— start SUPPLIED DATA —

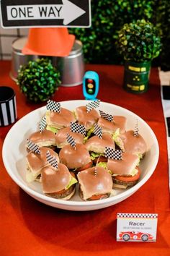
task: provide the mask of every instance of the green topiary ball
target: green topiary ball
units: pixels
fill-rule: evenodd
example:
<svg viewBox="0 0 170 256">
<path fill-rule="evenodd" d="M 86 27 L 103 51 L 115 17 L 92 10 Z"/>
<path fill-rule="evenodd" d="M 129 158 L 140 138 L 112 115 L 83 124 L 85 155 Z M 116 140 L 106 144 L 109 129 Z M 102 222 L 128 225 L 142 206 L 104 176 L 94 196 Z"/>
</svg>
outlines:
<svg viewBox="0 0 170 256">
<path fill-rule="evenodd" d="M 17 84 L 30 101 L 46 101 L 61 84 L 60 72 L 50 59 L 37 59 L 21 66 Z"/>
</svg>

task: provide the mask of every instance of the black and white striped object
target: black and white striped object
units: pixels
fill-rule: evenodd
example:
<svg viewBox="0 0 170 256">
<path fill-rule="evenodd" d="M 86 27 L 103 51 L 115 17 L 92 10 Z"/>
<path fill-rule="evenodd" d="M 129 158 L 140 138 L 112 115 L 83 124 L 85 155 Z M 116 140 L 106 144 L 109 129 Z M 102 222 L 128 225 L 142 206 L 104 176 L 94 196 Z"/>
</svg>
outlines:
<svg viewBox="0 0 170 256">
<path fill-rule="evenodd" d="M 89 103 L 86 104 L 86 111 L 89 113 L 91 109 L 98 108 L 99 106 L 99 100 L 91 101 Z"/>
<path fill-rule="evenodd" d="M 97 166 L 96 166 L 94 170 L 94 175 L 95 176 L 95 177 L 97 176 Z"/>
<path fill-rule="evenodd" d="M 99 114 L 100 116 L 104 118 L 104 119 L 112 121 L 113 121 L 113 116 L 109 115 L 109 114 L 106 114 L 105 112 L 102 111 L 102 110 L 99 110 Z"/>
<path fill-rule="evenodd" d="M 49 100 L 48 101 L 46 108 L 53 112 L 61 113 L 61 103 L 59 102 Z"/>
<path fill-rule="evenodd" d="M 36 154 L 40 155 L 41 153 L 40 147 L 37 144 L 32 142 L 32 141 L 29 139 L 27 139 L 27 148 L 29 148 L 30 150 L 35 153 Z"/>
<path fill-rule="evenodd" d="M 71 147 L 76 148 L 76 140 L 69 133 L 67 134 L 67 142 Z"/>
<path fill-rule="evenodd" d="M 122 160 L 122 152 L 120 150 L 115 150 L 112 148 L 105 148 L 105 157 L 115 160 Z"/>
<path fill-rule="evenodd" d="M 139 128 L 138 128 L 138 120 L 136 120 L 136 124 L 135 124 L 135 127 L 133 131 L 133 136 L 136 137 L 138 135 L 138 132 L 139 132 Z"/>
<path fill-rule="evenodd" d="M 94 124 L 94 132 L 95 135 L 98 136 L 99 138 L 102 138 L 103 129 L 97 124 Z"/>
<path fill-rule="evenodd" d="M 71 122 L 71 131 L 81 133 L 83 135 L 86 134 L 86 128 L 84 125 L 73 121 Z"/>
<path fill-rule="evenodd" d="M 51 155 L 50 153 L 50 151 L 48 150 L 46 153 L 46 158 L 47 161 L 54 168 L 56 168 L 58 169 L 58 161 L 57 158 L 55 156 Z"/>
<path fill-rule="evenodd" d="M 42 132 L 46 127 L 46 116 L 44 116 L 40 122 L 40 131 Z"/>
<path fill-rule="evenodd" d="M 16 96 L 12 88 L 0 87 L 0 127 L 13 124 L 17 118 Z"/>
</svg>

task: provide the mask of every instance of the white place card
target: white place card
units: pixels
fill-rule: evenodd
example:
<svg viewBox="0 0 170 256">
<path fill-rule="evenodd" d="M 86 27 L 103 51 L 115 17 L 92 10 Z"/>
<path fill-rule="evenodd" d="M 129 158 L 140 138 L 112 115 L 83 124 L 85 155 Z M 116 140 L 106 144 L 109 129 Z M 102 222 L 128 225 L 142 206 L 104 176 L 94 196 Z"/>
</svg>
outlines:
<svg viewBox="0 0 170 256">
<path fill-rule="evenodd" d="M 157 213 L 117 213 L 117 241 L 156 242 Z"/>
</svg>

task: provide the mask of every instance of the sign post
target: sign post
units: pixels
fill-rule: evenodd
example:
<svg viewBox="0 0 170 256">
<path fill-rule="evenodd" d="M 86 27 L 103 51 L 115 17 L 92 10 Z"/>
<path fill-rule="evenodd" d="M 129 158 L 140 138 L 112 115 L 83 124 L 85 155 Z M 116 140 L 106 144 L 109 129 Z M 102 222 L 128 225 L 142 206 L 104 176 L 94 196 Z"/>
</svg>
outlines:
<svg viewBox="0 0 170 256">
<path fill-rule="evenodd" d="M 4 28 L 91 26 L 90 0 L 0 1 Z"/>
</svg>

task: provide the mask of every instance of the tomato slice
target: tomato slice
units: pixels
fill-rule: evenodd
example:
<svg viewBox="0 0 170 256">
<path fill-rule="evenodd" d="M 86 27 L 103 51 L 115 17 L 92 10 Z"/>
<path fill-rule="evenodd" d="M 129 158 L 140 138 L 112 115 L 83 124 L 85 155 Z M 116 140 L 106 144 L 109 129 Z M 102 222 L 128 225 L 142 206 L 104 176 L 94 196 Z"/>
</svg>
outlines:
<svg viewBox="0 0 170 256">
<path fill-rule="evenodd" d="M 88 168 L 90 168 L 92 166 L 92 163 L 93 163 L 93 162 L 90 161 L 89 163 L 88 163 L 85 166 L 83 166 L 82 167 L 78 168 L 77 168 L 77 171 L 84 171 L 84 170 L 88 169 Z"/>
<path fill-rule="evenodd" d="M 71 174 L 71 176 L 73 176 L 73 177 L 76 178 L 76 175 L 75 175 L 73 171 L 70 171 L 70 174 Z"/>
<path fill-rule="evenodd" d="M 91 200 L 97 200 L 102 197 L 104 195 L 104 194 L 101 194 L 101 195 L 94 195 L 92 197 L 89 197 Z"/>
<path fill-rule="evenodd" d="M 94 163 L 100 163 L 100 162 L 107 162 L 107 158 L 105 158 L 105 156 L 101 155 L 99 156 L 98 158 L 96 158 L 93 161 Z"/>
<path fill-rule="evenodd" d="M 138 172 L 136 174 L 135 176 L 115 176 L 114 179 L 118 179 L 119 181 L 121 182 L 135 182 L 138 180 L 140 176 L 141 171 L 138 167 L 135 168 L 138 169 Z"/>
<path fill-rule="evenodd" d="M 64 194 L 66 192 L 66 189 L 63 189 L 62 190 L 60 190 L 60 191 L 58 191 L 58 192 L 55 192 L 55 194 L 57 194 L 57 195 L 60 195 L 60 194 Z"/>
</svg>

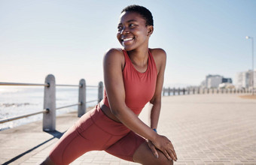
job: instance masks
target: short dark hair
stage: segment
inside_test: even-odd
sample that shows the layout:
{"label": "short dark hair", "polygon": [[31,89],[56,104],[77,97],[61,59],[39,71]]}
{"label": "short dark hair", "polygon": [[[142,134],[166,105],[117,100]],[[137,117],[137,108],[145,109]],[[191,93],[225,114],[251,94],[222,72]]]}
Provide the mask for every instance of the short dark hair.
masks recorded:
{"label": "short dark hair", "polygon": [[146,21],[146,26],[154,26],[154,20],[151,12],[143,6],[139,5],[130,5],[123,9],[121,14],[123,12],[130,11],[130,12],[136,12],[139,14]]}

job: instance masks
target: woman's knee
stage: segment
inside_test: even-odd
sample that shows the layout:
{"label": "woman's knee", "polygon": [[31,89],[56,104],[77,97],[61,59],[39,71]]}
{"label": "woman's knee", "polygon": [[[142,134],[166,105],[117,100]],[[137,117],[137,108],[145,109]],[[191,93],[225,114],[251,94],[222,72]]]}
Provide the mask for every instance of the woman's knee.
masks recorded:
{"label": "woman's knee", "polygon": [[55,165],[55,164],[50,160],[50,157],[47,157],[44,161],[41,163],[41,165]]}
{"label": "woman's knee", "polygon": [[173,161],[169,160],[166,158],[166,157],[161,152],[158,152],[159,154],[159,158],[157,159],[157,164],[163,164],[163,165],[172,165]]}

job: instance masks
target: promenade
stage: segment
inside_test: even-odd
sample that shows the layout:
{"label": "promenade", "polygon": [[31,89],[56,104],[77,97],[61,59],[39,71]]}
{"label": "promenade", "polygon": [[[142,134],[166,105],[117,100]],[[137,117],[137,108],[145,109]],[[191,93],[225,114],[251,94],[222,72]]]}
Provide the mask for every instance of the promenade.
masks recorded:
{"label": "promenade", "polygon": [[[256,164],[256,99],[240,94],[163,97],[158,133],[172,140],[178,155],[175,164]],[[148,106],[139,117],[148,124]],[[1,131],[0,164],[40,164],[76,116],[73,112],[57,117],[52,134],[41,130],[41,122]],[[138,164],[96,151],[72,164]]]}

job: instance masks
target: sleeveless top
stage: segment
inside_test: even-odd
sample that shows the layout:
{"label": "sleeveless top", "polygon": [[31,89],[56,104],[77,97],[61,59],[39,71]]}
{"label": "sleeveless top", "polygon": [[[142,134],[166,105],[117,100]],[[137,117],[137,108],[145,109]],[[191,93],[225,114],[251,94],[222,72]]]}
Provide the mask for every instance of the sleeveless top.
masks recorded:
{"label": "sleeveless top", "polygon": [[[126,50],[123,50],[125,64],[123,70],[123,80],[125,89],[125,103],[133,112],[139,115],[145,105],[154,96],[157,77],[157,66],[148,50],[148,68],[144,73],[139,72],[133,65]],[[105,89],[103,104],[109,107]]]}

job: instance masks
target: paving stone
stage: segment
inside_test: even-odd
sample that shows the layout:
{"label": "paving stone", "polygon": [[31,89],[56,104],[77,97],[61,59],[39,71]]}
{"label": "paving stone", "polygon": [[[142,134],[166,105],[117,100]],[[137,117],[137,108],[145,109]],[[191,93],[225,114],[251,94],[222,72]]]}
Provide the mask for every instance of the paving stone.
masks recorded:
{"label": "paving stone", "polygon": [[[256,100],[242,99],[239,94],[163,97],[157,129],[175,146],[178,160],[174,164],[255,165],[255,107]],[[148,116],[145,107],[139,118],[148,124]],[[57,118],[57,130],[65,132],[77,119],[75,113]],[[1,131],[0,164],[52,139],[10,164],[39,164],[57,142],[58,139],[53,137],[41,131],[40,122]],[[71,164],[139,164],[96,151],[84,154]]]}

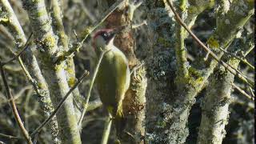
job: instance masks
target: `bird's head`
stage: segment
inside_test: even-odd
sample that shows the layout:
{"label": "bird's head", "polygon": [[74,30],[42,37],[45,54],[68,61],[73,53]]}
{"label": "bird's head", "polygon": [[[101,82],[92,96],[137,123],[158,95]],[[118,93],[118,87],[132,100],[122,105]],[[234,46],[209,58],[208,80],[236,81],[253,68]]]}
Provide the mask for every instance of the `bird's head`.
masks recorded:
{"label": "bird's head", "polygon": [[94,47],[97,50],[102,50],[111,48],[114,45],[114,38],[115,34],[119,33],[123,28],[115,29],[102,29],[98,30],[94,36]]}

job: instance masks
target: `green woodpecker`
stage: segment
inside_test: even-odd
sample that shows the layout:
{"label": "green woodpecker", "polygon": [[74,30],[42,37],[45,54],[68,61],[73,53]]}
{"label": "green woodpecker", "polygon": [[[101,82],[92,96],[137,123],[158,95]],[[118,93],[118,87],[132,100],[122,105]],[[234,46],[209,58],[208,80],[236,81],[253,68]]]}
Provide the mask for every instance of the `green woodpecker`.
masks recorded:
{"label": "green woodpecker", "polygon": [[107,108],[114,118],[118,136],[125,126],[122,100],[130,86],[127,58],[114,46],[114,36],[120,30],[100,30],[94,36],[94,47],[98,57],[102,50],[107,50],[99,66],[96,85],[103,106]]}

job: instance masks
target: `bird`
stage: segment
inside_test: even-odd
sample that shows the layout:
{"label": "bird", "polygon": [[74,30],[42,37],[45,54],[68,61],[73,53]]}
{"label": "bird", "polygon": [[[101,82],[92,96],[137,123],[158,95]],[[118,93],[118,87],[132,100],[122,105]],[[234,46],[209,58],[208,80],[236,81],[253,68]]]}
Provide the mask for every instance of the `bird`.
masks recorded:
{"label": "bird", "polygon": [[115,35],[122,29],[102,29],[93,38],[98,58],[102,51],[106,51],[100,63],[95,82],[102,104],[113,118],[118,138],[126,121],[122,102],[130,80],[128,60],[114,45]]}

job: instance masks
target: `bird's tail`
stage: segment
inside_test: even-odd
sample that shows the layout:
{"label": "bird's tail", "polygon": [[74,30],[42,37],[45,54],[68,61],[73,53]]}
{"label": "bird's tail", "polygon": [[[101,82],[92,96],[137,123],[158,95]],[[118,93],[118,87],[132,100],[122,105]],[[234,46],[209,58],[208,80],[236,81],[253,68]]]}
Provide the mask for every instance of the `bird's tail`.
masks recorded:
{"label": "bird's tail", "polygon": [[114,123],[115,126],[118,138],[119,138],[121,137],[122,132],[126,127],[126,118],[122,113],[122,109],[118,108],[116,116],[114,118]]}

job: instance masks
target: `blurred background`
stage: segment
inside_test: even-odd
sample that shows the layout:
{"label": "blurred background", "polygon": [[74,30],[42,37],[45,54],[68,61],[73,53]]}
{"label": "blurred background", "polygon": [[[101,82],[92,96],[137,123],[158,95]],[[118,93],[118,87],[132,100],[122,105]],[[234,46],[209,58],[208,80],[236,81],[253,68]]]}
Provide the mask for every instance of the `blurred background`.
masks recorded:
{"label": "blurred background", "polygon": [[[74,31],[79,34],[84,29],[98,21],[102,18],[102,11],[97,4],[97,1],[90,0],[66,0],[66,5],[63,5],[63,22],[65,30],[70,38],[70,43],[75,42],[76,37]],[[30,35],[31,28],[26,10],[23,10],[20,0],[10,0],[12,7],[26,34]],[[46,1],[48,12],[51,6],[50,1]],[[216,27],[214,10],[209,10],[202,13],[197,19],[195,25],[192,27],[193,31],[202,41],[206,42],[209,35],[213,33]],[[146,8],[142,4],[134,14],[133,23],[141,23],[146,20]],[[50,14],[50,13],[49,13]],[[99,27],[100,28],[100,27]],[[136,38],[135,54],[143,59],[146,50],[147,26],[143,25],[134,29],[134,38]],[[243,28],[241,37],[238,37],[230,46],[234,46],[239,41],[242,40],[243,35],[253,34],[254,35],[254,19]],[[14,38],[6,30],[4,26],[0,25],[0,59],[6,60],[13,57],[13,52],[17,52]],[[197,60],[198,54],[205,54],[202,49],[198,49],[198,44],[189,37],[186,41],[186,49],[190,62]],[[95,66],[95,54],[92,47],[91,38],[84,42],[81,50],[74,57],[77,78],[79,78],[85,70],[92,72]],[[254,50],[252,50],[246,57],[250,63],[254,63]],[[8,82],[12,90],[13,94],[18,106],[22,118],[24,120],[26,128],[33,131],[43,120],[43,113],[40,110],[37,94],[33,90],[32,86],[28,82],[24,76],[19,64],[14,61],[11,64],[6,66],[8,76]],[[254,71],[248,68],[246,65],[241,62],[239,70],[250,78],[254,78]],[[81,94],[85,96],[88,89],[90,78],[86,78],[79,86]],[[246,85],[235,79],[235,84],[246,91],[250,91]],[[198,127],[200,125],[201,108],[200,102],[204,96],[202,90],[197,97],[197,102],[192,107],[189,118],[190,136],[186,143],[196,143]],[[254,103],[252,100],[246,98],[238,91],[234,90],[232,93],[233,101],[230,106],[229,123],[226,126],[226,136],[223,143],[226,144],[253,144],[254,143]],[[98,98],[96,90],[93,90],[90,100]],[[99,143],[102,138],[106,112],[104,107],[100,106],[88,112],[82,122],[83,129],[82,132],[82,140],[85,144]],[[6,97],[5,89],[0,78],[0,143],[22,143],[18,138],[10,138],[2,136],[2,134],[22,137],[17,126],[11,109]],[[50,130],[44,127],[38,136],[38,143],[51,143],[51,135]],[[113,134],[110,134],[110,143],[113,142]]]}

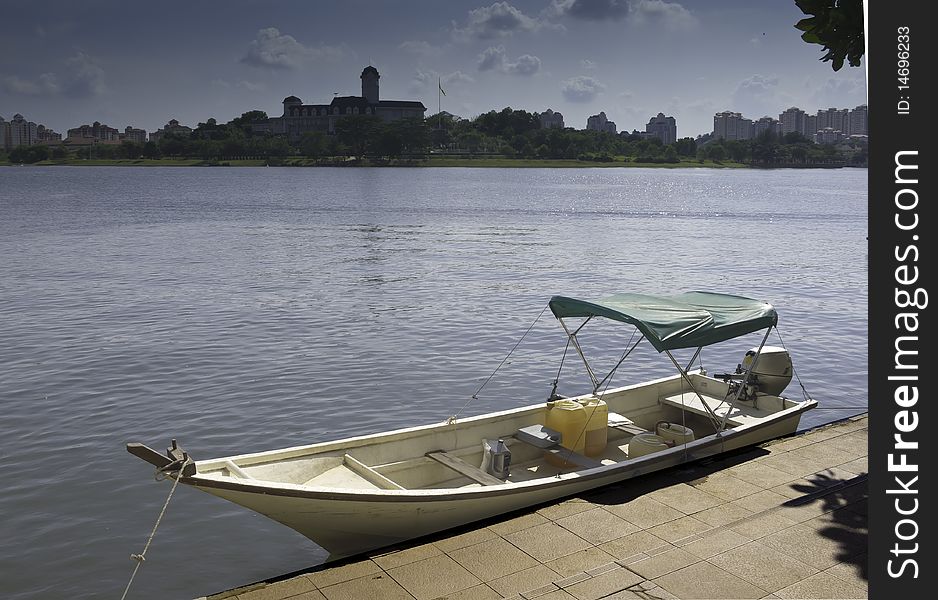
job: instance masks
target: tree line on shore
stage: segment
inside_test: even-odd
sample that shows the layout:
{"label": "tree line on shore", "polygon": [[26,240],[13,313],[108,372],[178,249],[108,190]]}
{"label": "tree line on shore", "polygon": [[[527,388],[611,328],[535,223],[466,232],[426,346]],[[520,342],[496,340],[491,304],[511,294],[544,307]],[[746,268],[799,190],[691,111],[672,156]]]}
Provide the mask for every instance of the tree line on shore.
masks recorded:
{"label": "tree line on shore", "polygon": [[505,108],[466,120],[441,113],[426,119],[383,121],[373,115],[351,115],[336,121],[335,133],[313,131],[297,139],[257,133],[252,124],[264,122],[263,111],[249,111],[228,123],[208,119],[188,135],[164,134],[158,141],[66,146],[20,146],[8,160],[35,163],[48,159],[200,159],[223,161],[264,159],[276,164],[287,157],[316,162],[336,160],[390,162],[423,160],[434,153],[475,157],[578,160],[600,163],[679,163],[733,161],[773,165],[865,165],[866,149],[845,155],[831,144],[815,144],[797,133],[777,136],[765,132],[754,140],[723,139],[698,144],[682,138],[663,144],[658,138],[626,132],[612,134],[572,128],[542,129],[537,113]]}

— end SUPPLIED DATA —

EXERCISE INSTRUCTIONS
Filter the data above, keeping only the lines that contain the string "sleeveless", and copy each of those lines in full.

SOLUTION FOR THIS EXERCISE
target: sleeveless top
{"label": "sleeveless top", "polygon": [[31,89],[56,104],[77,97],[61,59],[39,71]]}
{"label": "sleeveless top", "polygon": [[[142,134],[166,105],[117,100]],[[137,117],[137,108],[145,109]],[[191,93],[225,114],[251,94],[222,72]]]}
Provide the mask for every instance of the sleeveless top.
{"label": "sleeveless top", "polygon": [[[126,50],[123,50],[125,64],[123,70],[123,80],[125,89],[125,103],[133,112],[139,115],[145,105],[154,96],[157,77],[157,66],[148,50],[148,68],[144,73],[139,72],[133,65]],[[105,89],[103,104],[109,107]]]}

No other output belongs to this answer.